(Records from a point labeling set)
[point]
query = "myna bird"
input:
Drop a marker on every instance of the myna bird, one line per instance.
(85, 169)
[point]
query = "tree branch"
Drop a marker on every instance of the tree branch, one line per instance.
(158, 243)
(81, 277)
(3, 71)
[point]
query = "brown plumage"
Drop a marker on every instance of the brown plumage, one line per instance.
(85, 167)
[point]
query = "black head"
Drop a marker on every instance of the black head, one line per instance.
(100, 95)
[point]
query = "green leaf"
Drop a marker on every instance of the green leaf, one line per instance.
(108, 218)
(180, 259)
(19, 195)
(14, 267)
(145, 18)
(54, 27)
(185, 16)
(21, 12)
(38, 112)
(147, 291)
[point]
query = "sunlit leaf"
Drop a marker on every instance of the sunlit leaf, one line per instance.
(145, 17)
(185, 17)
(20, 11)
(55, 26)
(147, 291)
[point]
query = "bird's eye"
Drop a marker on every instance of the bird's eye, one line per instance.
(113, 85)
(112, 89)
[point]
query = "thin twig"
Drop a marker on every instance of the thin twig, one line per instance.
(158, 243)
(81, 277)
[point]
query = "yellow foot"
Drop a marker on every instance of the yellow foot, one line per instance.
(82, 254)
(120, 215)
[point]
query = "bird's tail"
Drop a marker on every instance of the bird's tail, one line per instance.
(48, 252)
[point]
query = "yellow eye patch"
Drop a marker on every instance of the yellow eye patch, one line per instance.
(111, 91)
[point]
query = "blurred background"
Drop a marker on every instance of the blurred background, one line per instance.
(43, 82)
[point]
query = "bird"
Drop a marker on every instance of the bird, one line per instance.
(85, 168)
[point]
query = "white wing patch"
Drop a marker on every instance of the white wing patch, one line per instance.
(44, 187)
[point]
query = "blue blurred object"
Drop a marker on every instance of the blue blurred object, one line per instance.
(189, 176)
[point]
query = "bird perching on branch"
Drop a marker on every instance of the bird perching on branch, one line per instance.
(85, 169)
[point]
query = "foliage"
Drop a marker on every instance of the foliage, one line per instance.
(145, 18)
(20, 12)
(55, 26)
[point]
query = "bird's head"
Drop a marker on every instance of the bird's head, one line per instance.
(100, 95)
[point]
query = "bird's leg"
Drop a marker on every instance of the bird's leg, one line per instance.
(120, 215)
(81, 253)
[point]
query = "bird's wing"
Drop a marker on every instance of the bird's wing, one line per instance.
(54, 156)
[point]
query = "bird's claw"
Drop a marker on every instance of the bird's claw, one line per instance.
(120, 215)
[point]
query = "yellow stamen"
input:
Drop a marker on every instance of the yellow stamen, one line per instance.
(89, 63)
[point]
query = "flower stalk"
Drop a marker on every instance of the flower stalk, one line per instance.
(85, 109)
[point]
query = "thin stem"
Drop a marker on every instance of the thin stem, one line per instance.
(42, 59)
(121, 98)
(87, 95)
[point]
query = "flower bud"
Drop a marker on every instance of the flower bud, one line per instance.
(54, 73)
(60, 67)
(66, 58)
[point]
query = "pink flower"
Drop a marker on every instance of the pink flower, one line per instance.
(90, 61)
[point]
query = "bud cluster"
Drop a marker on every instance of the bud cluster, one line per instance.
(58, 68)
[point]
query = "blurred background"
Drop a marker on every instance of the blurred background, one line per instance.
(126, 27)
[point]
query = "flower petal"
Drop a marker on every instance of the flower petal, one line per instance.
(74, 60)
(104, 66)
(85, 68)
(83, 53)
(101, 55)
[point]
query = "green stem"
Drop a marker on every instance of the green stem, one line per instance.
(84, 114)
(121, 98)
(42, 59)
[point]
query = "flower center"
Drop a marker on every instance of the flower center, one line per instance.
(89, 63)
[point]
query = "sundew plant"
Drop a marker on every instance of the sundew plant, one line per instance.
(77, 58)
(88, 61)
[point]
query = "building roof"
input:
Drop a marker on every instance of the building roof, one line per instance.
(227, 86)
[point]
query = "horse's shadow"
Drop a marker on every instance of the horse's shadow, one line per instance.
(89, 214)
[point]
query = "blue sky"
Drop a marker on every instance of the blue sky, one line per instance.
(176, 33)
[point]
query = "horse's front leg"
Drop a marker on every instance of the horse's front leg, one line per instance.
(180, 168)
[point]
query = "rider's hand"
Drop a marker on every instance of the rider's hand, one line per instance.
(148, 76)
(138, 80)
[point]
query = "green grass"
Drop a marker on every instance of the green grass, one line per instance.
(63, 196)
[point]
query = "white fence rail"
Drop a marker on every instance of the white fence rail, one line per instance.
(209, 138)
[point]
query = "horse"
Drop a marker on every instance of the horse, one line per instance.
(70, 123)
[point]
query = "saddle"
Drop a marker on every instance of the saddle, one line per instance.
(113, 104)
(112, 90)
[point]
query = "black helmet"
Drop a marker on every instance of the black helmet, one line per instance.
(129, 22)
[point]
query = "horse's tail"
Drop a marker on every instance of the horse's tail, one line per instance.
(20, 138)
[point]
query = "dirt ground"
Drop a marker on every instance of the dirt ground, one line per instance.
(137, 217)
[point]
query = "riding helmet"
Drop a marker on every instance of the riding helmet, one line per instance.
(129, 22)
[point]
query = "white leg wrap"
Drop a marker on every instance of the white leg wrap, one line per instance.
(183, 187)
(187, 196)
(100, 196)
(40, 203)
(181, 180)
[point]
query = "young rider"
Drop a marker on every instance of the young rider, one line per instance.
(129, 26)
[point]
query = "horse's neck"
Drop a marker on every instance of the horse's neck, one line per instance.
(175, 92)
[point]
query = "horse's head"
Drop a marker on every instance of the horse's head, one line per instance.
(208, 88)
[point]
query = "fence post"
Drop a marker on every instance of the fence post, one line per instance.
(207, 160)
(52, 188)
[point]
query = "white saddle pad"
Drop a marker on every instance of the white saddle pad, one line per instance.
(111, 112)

Prompt =
Repeat the preceding lines exactly, please, every one of them.

Answer for the task =
[point]
query = "myna bird"
input:
Drop a marker on every instance of the myna bird, one line per instance.
(85, 169)
[point]
query = "tree branch"
Drop a marker on every instance of the tree branch, one line per instance.
(158, 243)
(81, 277)
(3, 71)
[point]
query = "brown plumage"
Drop a marker on every instance of the brown plumage, one line per instance.
(85, 167)
[point]
query = "black head"
Drop a marker on every instance of the black head, one line per instance.
(100, 95)
[point]
query = "green leaf"
Drop a marker on every instance of the green leaf, one line per instance.
(108, 218)
(180, 259)
(19, 195)
(14, 267)
(145, 18)
(54, 27)
(185, 16)
(21, 12)
(38, 112)
(147, 291)
[point]
query = "sunlit leaf"
Drop a marker on every instance of the sunlit leaf, one line per instance.
(145, 17)
(185, 17)
(20, 11)
(55, 26)
(147, 291)
[point]
query = "bird's eye"
Drop a marker on every instance of the bird's eye, one line per instance.
(113, 85)
(112, 89)
[point]
query = "thin twig"
Drop a marker on every instance of the thin twig, one line per instance.
(158, 243)
(81, 277)
[point]
query = "yellow foot"
Drop a marker on every instance of the yellow foot, one line per instance.
(82, 254)
(120, 215)
[point]
query = "bird's tail"
Drop a marker on every instance of the bird's tail, one line per instance.
(48, 252)
[point]
query = "yellow eye patch"
Drop a marker on every instance of the yellow eye patch, one line per instance.
(111, 91)
[point]
query = "blurred background"
Drop a marker on every instance of the blurred background, one line per instance.
(43, 82)
[point]
query = "bird"
Drop a marker on every instance of the bird, one line per instance.
(85, 168)
[point]
query = "white wing patch"
Drop a marker on every instance of the white wing patch, one line per instance.
(44, 187)
[point]
query = "blue blurred object"
Drop a marker on every instance of the blue blurred object, one line per instance.
(189, 176)
[point]
query = "bird perching on branch"
Drop a marker on every instance of the bird perching on branch, one line per instance.
(85, 169)
[point]
query = "foliage"
Drop a marker on every instance of the foliage, one line per instance.
(145, 18)
(20, 12)
(55, 26)
[point]
query = "bird's head"
Drop a marker on every instance of the bird's head, one line per instance.
(100, 95)
[point]
query = "bird's leg"
Drop a marker on every instance of the bird's leg, one line per instance.
(120, 215)
(81, 253)
[point]
query = "bird's wing"
Drop a marker on every instance of the bird's wing, one line per instance.
(54, 156)
[point]
query = "bird's claw"
Drop a marker on every instance of the bird's claw, one line per instance.
(120, 215)
[point]
query = "yellow stamen"
input:
Drop a marker on every instance of the yellow stamen, one line per instance.
(89, 63)
[point]
query = "flower stalk"
Drop a marker on every instance of the flower stalk, one line per instance.
(85, 109)
[point]
query = "thin stem"
Drop a marker on every instance of the thin stem, one line per instance.
(42, 59)
(121, 98)
(87, 95)
[point]
query = "flower bud"
Drop a marker on every instance of the flower bud, one line per instance.
(54, 73)
(60, 67)
(66, 58)
[point]
query = "pink flower"
Drop a marker on every instance of the pink flower, one line per instance.
(90, 61)
[point]
query = "bud cluster"
Drop a marker on every instance of the bud cluster, one line per instance.
(58, 68)
[point]
query = "blurred background"
Drop a marker on every instance of the blurred background, one line per instance.
(126, 27)
[point]
query = "flower petal"
Drop a marker on every instance of the flower petal, one line per instance.
(74, 60)
(104, 66)
(85, 68)
(83, 53)
(101, 55)
[point]
query = "green stem"
Drop a marker on every instance of the green stem, one line per instance.
(84, 114)
(121, 98)
(42, 59)
[point]
query = "flower center"
Drop a marker on every instance of the flower center, one line per instance.
(89, 63)
[point]
query = "sundew plant"
Drop a marker on every instance of the sundew plant, one line per instance.
(77, 58)
(88, 61)
[point]
query = "building roof"
input:
Drop a marker on every instance of the building roof, one line per instance.
(227, 86)
[point]
query = "horse's shadow"
Drop a marker on every instance of the horse's shadow, one line per instance.
(89, 214)
[point]
query = "blue sky"
Drop a marker on every instance of the blue sky, one line per instance.
(176, 33)
[point]
query = "horse's front leg"
Drop a marker on every instance of the horse's front leg, one line per instance.
(180, 168)
[point]
query = "rider's hand"
Drop a marker on every instance of the rider's hand, one line per instance.
(148, 76)
(138, 80)
[point]
query = "green grass"
Drop a marker on every instance of the green grass, one line per instance.
(63, 196)
[point]
query = "white fence rail"
Drop a marker on every instance of the white fence rail, one line per instance.
(209, 138)
[point]
query = "horse"
Drop a marker on every instance of the horse, one line per instance.
(70, 123)
[point]
query = "saddle"
Drop a marker on every instance of the saddle, one line per instance.
(113, 104)
(112, 90)
[point]
query = "black helmet"
Drop a marker on every instance of the black helmet, one line per instance.
(129, 22)
[point]
query = "horse's tail"
Drop a marker on every instance of the horse's tail, one line per instance.
(20, 138)
[point]
query = "dirt ground"
Drop a marker on every instance of the dirt ground, one line per instance.
(137, 217)
[point]
query = "riding helmet"
Drop a marker on every instance of the riding helmet, one line per instance.
(129, 22)
[point]
query = "white leg wrap"
Drop a marker on every instance of the white leg wrap, one line per instance.
(183, 187)
(187, 196)
(100, 196)
(40, 203)
(181, 180)
[point]
query = "young rider"
Drop a marker on every instance of the young rider, one line per instance.
(129, 26)
[point]
query = "horse's neck"
Drop a marker on every instance of the horse's neck, one line per instance.
(175, 92)
[point]
query = "horse's head"
Drop a marker on every instance of the horse's head, one line per instance.
(208, 88)
[point]
query = "fence post"
Drop a marker on every instance of the fence post, one line per instance.
(207, 160)
(52, 188)
[point]
query = "white saddle pad"
Drop a marker on every instance of the white saddle pad, one line per instance.
(111, 112)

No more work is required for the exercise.